● **TEXT PASSAGE**:
The nurse in me started thinking of the causes. I straight away put it down to epilepsy. However, I had a CT scan, and much to my disbelief, it was a very large brain tumour located on the frontal left side of my brain.

After being flown to John Hunter Hospital, the neurosurgeon Dr. Mitchell Hansen reviewed and planned an awake craniotomy for the 24th of November. News spread very fast of my diagnosis and I was overwhelmed with so much support and love. The awake craniotomy removed the majority of the tumour. It was my very first operation, so of course I was terrified but I was in the best care and the best hands at John Hunter. This is when I first was introduced to the Mark Hughes Foundation through the wonderful Nurse Alisha. It was so overwhelming but she spent time answering all my questions along with providing information and a bag of goodies. Was such a fantastic support during my stay at John Hunter Hospital as well as when I returned back home.

The following week, I was to find out the pathology of the tumour. The neuro surgeons rang on Friday and delivered the devastating news. Traces of grade 4 glioblastoma were detected. I was devastated. The thing that really got to me was seeing everyone I loved in emotional pain because of me. It was a very hard pill to swallow.

I met two wonderful oncologists in Tamworth, who planned my radiation and chemotherapy. I also was allocated a wonderful Mark Hughes Foundation Nurse in Tamworth Natasha, who was my guide to the disease and the treatments. Making appointments, checking in on me during my treatment, as well as in between my treatments. Natasha along with Alisha have become a lifeline to get me through the treatment & beyond. I underwent 6 weeks of radiation in January (33 Radiation treatments), and I’m currently on my 4/6 monthly chemo treatments. I also had a second craniotomy in April at John Hunter Hospital to remove more of the tumour.

I am so grateful for absolutely everyone who has been involved during my diagnosis. In particular, my mum Theresa, who has been at every appointment, every hospital trip, every radiation and chemo treatment. She has held my hair back when I have been unwell, held my hand in the times I broke down and gave me the reassurance that I am not alone in this battle. There is absolutely no way I will ever be able to repay her for the love and support she has given me.

I also have to mention Ben and James. Although they didn’t think what they did for me was that “big of a deal”, they opened their doors to us, gave me a bed to sleep in, made sure we were comfortable and had everything we needed whilst down in Newcastle, not to mention the time they drove all the way to Maccas to get me some hot chips in the middle of the night. Two of the most genuine people who I am so grateful to have by my side.

The care I have received was thanks to the Mark Hughes Foundation (MHF). I wouldn’t have received the care I have been given, nor the guidance of the nurses if it wasn’t for the MHF. MHF is fighting for research and eventually (hopefully soon), a cure for brain cancer.

Recently, I was on a flight to Armidale and remember spotting the beanie before turning to my sister (who is obsessed with NRL) and asking if it was Mark Hughes. It was! I was fortunate enough to meet and have a chat with the wonderful couple behind the foundation, Mark and his wife Kirralee. They are both so dedicated and committed to the foundation, whilst being the most genuine and humble people I have ever met. What a huge tick off my bucket list. To meet a Celebrity! Mark Hughes, a person who has made such a major impact in my life. I do apologise Mark; I’ll still be cheering for Manly Sea Eagles!

If anything, it was the reality check I needed. It taught me to live every day like it’s your last. Don’t ever hold back, don’t be stuck in the past, don’t hold grudges, be happy and live for now. Surround yourself with the ones you love. I for one believe in positivity and have shown this always, along with my bubbly personality.

The most important lesson, go to the doctors if you’re unsure of your health, if something out of the normal is happening. Get a check-up, don’t leave it till it’s too late.

● **STORED DATA**:
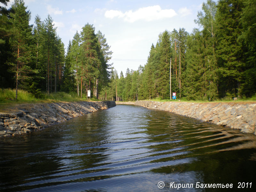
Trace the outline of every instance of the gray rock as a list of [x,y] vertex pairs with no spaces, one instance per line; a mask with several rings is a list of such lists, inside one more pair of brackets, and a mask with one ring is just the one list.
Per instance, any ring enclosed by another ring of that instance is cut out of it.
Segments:
[[27,129],[27,128],[23,128],[22,129],[21,129],[21,131],[27,133],[31,132],[31,130],[30,129]]
[[47,123],[49,123],[51,122],[55,122],[58,121],[58,120],[56,118],[52,117],[47,117],[45,120],[46,120]]
[[0,135],[3,135],[6,134],[7,131],[5,130],[4,131],[0,131]]

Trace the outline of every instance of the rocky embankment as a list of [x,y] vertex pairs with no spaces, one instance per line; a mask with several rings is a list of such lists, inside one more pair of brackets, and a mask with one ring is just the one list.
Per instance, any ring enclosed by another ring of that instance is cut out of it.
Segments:
[[10,110],[11,112],[0,112],[0,137],[40,130],[48,125],[115,106],[115,101],[19,105]]
[[199,103],[138,101],[130,104],[169,111],[256,135],[255,102]]

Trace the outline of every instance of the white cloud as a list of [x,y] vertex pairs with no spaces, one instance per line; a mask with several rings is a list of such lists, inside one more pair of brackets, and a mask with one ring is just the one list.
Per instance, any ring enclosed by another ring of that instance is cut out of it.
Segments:
[[80,31],[82,30],[82,27],[81,26],[75,23],[72,24],[72,27],[70,29],[69,29],[69,31],[72,32],[72,33],[74,34],[74,35],[75,35],[76,31],[78,31],[78,32],[79,32]]
[[73,9],[72,10],[70,11],[66,11],[66,13],[74,13],[76,11],[76,10],[75,9]]
[[107,18],[113,19],[114,17],[123,17],[124,14],[120,11],[115,10],[110,10],[107,11],[105,12],[105,17]]
[[180,8],[178,12],[181,15],[181,17],[185,17],[192,14],[191,10],[188,9],[187,7]]
[[47,5],[47,10],[48,12],[51,14],[53,13],[54,15],[62,15],[62,11],[60,11],[59,7],[57,8],[52,8],[52,5]]
[[96,8],[94,10],[94,12],[96,13],[99,13],[101,15],[105,12],[107,9],[106,8],[103,8],[103,9],[99,9],[99,8]]
[[133,12],[130,10],[123,13],[120,11],[108,10],[105,12],[105,17],[113,19],[114,17],[123,18],[126,21],[133,23],[139,20],[147,21],[171,18],[177,14],[173,9],[162,9],[159,5],[140,8]]

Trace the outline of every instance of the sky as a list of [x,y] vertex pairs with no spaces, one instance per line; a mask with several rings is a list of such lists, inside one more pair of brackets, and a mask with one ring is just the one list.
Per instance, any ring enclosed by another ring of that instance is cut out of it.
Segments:
[[[184,28],[189,33],[198,28],[194,22],[206,0],[153,1],[24,0],[31,12],[31,24],[38,14],[43,20],[50,14],[67,48],[76,31],[87,23],[95,33],[105,35],[112,59],[109,63],[124,75],[129,68],[144,66],[153,43],[165,30]],[[10,0],[10,7],[14,0]]]

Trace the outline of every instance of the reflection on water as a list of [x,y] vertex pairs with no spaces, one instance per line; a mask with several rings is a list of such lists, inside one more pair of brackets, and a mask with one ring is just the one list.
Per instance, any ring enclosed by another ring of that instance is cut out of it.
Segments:
[[256,188],[255,135],[132,106],[1,139],[0,148],[0,191],[177,191],[171,182],[194,184],[179,191],[228,191],[197,182]]

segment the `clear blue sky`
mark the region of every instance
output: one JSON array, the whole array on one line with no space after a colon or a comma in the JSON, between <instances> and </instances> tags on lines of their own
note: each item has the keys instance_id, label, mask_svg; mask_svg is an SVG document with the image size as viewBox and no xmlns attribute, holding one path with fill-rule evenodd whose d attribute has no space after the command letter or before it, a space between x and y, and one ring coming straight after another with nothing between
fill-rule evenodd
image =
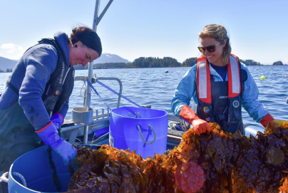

● **WORK TO COMPLETE**:
a: How many radiation treatments were given during the six weeks of radiation in January, according to the brain cancer story?
b: Output everything in the brain cancer story from "If anything, it" down to "my bubbly personality.", with no changes.
c: Summarize the brain cancer story in three sentences.
Use only the brain cancer story as your source, not the records.

● **EXPECTED OUTPUTS**:
a: 33 radiation treatments.

b:
If anything, it was the reality check I needed. It taught me to live every day like it’s your last. Don’t ever hold back, don’t be stuck in the past, don’t hold grudges, be happy and live for now. Surround yourself with the ones you love. I for one believe in positivity and have shown this always, along with my bubbly personality.

c: A CT scan revealed a very large tumor on the frontal left side of the narrator's brain, and after an awake craniotomy at John Hunter Hospital, pathology detected traces of grade 4 glioblastoma. Treatment has included 33 radiation treatments, ongoing chemotherapy and a second craniotomy in April, with Mark Hughes Foundation nurses Alisha and Natasha providing guidance and support. The narrator expresses gratitude to their mum Theresa, to Ben and James, and to the foundation, and urges readers to live for now and to see a doctor if something out of the normal is happening.